• **Input**:

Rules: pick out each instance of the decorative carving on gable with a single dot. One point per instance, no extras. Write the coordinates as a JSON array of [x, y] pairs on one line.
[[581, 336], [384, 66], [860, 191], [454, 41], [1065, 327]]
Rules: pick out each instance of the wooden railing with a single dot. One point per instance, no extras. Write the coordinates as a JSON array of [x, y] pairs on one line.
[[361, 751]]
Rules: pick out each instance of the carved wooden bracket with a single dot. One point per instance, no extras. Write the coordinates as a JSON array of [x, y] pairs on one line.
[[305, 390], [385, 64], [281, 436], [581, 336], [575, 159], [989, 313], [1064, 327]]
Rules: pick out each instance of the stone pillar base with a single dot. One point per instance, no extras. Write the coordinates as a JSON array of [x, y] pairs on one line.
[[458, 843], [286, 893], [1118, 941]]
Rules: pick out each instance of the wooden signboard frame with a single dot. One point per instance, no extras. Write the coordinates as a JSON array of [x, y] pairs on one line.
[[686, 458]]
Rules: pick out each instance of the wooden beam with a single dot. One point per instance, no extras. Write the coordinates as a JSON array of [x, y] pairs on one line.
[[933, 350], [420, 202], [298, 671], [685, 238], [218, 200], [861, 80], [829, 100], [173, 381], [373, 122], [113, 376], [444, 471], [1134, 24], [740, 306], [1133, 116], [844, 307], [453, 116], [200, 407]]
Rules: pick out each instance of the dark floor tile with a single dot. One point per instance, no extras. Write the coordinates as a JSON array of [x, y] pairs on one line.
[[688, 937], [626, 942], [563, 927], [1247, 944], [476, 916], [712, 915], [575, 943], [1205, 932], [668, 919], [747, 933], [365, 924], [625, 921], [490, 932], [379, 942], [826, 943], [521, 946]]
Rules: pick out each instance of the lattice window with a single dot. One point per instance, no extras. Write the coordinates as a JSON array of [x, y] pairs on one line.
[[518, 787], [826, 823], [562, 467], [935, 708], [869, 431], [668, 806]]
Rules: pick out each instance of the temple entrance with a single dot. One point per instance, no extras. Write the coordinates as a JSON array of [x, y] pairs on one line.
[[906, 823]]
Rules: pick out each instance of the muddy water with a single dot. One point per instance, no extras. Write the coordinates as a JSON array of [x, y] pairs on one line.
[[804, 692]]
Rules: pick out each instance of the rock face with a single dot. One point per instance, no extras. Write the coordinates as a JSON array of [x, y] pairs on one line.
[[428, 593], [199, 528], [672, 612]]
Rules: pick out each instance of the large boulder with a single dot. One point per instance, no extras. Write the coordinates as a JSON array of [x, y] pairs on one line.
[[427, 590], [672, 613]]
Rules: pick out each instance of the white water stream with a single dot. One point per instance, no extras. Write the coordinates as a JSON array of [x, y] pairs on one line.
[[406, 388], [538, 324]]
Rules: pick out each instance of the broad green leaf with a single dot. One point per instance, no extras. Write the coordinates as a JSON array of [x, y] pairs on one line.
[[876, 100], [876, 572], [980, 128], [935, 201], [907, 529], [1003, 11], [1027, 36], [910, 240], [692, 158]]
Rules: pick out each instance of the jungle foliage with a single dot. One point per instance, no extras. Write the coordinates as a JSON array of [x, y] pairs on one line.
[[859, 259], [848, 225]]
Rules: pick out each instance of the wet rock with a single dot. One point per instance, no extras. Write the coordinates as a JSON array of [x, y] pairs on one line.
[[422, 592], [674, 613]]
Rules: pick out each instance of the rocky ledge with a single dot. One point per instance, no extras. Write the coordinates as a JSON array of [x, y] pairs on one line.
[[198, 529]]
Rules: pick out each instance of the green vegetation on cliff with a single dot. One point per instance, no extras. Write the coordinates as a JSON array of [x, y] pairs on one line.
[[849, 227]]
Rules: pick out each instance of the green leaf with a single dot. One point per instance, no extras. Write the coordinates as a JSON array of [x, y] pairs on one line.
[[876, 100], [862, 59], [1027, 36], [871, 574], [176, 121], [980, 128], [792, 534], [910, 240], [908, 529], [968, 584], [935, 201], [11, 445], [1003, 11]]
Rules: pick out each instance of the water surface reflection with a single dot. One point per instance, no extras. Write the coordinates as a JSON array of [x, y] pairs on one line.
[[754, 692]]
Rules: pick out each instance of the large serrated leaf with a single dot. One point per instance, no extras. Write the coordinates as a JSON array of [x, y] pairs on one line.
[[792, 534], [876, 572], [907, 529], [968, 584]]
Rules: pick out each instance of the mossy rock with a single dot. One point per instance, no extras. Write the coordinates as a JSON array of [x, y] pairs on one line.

• **Aim of the exercise**: Copy all of the data. Keep every word exactly as it is.

• **Task solution**:
Rules: pick out each instance of the decorative carving on gable with a single dot. One point per instance, no extras. Write the coordinates as a JSON array of [x, y] pairs on one line.
[[581, 336], [384, 66], [860, 191], [454, 41], [1065, 327]]
Rules: pick out each instance of the wooden railing with a single dot. One point per instance, no extras. Write the coordinates as a JSON array of [x, y] pairs on one line.
[[361, 751]]
Rules: pick out each instance of the carved wooden bracket with a single dot. One point per instance, no extras. Write the coordinates as a JSON array of [x, y] pairs on one line.
[[305, 390], [385, 64], [281, 436], [581, 336], [575, 159], [989, 313], [1064, 327]]
Rules: pick out each instance of the stone pillar base with a single dot. One point per instance, no extras. Write the coordinates as a JSON array of [x, y] pairs on one line.
[[458, 843], [286, 893], [1118, 941]]
Rules: pick out each instance of the wooden signboard frame with a single dot. One point per instance, no extras. Write the coordinates as a JSON array of [x, y] pairs on one line.
[[686, 458]]
Rules: pick out each instance of the wooden beam with a single dot. One point per instance, no extras. Write the coordinates as a JSON array of [x, y] pairs on one line.
[[933, 350], [420, 202], [298, 671], [685, 238], [218, 200], [861, 80], [829, 100], [173, 381], [373, 122], [113, 376], [444, 471], [1134, 24], [740, 306], [1133, 116], [844, 307], [453, 116], [200, 407]]
Rules: pick out each instance of the dark floor tile with a single dot. One point per instance, no extras. Write the coordinates as a JSON array of [x, y] pairs on one line.
[[688, 937], [626, 942], [563, 927], [1247, 944], [476, 916], [712, 915], [575, 943], [1205, 932], [668, 919], [747, 933], [365, 924], [625, 921], [490, 932], [379, 942], [826, 943], [521, 946]]
Rules: pick out each instance of the lattice window with a single dot. One point per instance, no extras. Write the coordinates as a JSON array of [x, y] pairs on one line.
[[518, 787], [826, 823], [562, 467], [935, 708], [869, 431], [668, 806]]
Rules: pick out each instance of the temple entrance with a single dot. One point per instance, no extras. Write the coordinates as a JSON array of [x, y] pairs on one line.
[[906, 823]]
Rules: pick out each instance of the muddy water with a single dot. One point per instance, no extras. Write the coordinates as a JSON array of [x, y] pairs on one line.
[[804, 692]]
Rules: pick out each instance of the rock face with a single dot. One point per instance, no extras. Write the coordinates as a JSON array of [x, y] pairs on one line.
[[428, 593], [199, 528], [672, 612]]
Rules: pick out each instance of the large boulder with a single dot. One point per instance, no extras. Write the coordinates as a JSON array of [x, y] pairs on one line.
[[427, 590], [672, 613]]
Rules: pick out each instance of the white water stream with a single dot. One point per instance, no extras. Write the coordinates as a JSON array of [x, y] pairs on one line.
[[406, 388], [538, 324]]
Rules: pick out each instance of the broad green leaf with a single dot. One point per instance, no extras. Write the coordinates as a JSON array of [x, y] pairs on one line.
[[876, 100], [876, 572], [980, 128], [935, 201], [907, 529], [1003, 11], [1027, 36], [910, 240], [692, 158]]
Rules: pick out each instance of the jungle foliage with a single dot. One point per instance, no extras. Write the coordinates as a JSON array of [x, y] pairs on one line.
[[859, 259], [848, 225]]
Rules: pick out each instance of the wet rock with a single dot. One point per instance, no extras. Write the coordinates as a JSON array of [x, y] pairs on one line.
[[422, 592], [674, 613]]
Rules: pick out each instance of the rocky ledge with a single dot. One point per instance, no extras. Write the coordinates as a JSON array of [x, y] pairs on one line.
[[198, 529]]
Rules: pick out each instance of the green vegetation on cliff with a single dot. One point per instance, no extras. Write the coordinates as a JSON array of [x, y] pairs on one line.
[[849, 227]]
Rules: pick out each instance of the green leaf with a single dot. One point per instance, no extras. Write the coordinates as a JSON array of [x, y] pairs on one line.
[[876, 100], [862, 59], [1027, 36], [871, 574], [176, 121], [980, 128], [792, 534], [910, 240], [908, 529], [968, 584], [935, 201], [11, 445], [1003, 11]]
Rules: pick out each instance of the water surface reflection with a single dot. One point per instance, no extras. Write the coordinates as a JSON array of [x, y] pairs on one line.
[[754, 692]]
Rules: pick out each instance of the large serrated leaf with a single dot. One point per instance, no extras. Write the coordinates as a JSON array of [x, y] pairs on one line.
[[792, 534], [876, 572], [907, 529], [968, 584]]
Rules: pick out each instance of the mossy rock with a single dot. One point per instance, no extras. Write the coordinates as a JSON array of [x, y] pairs on one line.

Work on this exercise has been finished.